# [TASK DESCRIPTION]
Only some lines are wanted. Transcribe, exactly, the lines below from the line with "x=352 y=206" up to and including the line with "Target: person wearing hat".

# [DATA PROVIDED]
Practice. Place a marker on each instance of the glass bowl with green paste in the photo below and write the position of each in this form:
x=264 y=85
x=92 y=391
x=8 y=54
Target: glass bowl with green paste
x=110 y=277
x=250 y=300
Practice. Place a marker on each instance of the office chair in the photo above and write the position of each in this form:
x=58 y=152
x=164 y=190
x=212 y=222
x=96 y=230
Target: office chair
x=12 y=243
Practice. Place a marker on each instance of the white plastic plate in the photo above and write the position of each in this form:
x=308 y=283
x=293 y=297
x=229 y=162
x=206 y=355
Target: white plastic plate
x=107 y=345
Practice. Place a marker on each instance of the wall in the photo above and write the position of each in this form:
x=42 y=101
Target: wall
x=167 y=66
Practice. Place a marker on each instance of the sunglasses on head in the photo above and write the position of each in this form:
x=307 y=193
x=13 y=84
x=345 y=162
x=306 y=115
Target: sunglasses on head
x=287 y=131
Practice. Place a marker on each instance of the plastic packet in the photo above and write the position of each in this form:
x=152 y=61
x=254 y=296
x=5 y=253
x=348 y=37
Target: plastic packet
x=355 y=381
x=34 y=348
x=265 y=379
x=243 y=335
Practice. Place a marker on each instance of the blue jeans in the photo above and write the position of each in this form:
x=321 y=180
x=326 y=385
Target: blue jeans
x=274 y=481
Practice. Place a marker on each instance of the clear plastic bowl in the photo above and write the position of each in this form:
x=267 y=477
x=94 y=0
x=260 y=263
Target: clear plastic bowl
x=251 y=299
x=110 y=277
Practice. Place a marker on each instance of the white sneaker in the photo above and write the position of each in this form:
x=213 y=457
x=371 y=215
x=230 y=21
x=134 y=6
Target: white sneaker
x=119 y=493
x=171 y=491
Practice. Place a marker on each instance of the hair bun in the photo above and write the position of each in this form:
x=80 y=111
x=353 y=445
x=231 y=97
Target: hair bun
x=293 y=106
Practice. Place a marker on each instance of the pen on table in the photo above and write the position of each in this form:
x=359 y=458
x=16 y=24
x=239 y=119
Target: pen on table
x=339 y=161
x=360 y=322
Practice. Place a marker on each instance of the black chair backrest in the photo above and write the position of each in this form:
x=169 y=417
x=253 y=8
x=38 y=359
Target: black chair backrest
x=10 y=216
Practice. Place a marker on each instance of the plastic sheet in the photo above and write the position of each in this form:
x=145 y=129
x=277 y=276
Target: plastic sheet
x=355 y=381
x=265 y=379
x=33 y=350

...

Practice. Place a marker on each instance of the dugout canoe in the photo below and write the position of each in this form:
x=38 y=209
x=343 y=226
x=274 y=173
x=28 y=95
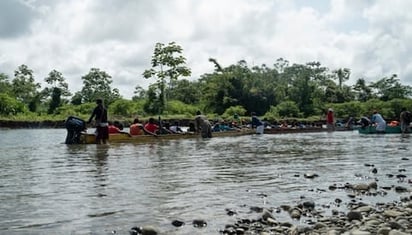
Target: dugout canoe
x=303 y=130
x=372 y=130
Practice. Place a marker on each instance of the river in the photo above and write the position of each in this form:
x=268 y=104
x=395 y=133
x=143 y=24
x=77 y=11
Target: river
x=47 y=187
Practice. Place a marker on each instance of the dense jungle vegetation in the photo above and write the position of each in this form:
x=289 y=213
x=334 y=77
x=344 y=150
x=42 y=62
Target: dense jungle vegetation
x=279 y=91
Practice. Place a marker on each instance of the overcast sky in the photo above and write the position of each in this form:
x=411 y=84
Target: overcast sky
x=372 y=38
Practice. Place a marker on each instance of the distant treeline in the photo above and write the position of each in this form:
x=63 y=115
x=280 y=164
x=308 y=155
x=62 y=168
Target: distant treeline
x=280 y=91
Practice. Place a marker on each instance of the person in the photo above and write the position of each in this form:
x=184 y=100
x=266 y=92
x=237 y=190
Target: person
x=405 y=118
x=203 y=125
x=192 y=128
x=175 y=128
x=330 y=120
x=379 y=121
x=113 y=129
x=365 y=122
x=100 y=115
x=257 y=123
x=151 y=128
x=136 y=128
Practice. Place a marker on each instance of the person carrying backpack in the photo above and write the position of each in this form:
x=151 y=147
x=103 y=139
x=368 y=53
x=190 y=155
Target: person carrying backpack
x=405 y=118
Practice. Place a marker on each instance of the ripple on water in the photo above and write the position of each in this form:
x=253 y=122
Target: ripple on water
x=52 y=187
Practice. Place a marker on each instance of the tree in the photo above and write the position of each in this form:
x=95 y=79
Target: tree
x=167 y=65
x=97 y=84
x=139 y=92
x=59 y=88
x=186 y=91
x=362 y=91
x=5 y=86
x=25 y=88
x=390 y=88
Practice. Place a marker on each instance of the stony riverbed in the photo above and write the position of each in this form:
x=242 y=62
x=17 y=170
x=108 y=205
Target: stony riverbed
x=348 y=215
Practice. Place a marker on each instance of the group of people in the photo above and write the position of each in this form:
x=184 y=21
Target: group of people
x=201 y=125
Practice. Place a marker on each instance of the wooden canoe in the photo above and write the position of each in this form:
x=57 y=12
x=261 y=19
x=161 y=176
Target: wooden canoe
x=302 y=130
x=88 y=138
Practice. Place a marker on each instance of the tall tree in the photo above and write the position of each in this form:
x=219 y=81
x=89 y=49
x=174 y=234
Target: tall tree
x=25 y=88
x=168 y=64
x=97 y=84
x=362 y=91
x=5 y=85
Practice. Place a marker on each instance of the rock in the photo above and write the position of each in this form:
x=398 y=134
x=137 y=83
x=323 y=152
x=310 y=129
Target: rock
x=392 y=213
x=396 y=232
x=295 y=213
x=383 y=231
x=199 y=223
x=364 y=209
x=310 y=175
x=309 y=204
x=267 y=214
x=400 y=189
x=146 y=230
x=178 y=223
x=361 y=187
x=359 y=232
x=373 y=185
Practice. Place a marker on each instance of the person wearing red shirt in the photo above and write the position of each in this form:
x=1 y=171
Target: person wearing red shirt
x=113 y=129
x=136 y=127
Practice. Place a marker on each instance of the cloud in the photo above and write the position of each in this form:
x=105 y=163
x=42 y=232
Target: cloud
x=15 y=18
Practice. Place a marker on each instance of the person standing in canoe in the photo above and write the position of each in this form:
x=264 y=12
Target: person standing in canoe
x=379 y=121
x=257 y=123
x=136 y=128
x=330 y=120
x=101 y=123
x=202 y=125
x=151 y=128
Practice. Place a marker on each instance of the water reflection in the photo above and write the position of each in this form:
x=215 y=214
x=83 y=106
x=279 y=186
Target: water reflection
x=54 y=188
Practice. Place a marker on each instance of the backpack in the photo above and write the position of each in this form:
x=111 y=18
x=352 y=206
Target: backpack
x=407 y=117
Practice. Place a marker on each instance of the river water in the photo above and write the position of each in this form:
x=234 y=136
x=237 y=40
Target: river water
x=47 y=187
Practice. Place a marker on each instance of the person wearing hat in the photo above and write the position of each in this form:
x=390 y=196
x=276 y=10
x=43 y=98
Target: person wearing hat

* * *

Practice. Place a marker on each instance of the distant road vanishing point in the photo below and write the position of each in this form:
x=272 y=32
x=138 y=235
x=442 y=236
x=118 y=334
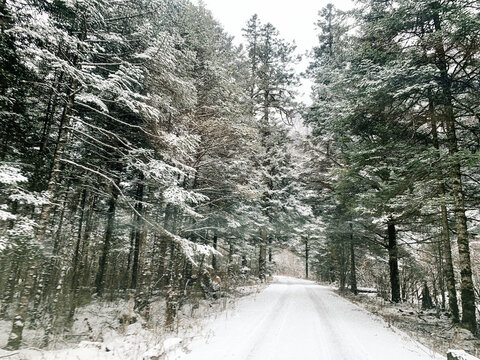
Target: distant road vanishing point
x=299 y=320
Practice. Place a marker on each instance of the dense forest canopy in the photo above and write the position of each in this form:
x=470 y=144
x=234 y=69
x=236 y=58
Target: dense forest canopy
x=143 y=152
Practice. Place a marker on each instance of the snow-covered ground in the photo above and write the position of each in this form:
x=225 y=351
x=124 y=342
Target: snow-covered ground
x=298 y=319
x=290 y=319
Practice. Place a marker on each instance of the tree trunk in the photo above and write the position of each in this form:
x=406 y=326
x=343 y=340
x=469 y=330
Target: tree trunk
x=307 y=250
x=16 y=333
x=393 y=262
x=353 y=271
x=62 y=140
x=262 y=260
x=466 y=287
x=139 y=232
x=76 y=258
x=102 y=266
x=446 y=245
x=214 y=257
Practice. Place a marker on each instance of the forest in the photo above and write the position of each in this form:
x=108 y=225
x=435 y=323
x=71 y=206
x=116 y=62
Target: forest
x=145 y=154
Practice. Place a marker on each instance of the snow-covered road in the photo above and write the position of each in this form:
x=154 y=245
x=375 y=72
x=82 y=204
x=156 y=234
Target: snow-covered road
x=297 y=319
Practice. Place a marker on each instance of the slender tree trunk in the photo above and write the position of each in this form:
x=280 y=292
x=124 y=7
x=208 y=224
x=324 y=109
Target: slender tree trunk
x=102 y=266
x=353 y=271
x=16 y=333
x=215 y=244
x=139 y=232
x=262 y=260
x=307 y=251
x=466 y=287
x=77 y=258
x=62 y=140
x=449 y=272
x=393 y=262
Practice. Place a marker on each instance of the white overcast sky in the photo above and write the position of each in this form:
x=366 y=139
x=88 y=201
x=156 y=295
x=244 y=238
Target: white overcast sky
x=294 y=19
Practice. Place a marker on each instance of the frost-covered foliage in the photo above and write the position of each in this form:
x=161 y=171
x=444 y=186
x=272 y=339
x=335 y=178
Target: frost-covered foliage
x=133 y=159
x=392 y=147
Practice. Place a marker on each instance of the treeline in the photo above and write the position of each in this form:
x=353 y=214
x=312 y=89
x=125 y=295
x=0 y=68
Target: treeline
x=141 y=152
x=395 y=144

# [TASK RESPONSE]
x=352 y=206
Target: backpack
x=407 y=117
Practice. Place a marker on each instance of the river water in the photo above and write the position of each in this form:
x=234 y=136
x=237 y=40
Target: river water
x=47 y=187
Practice. Place a marker on each instance of the person wearing hat in the photo above and write the position of each in this form:
x=390 y=196
x=276 y=10
x=43 y=98
Target: person wearing hat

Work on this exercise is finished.